(Task inputs):
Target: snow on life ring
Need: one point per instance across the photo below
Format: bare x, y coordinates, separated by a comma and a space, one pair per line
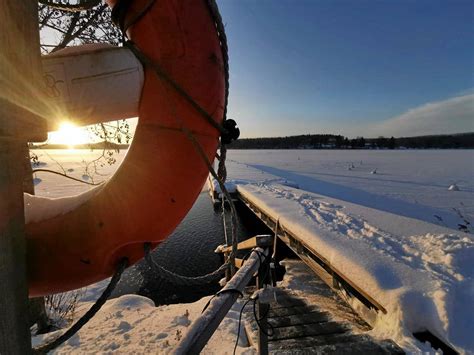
82, 238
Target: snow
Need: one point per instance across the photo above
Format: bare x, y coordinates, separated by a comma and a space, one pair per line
39, 208
132, 324
393, 232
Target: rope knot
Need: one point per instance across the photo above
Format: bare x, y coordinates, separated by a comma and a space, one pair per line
232, 132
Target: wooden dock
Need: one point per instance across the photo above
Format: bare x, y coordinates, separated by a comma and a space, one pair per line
316, 322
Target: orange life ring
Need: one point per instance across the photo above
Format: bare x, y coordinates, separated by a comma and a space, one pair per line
162, 174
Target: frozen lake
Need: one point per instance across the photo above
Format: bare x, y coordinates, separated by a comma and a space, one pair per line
399, 181
413, 183
337, 200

(Goal):
Copy out all of the records above word for word, omitting the pictures.

(Answer in full):
Target: snow on life ring
Need: one point per instance across the photo below
Format: bare x, y coordinates, separated by a comma and a space, one pair per line
82, 238
Target: snow
Need: one point per instance across the photo above
Format: bare x, y coordinates, separated by a comma and a space, one pair per line
39, 208
132, 324
393, 232
Target: rope knot
Need: one point per instance across the photo above
Format: bare x, y coordinates, separated by a comma and a space, one pair per line
232, 132
Target: wooden dock
Need: one point per instance across the photo above
Format: bare x, y coordinates, separated by a comma and a space, one pair per line
316, 322
Target: orange life ring
Need: one point per instance across the photo above
Format: bare x, y coordinates, separated by a comma and a space, one pair per line
162, 174
Target: frozen lake
Need: one point per instance across the photo above
Format: bare x, y coordinates, separated by a comma and a space, one pair per line
399, 181
413, 183
337, 200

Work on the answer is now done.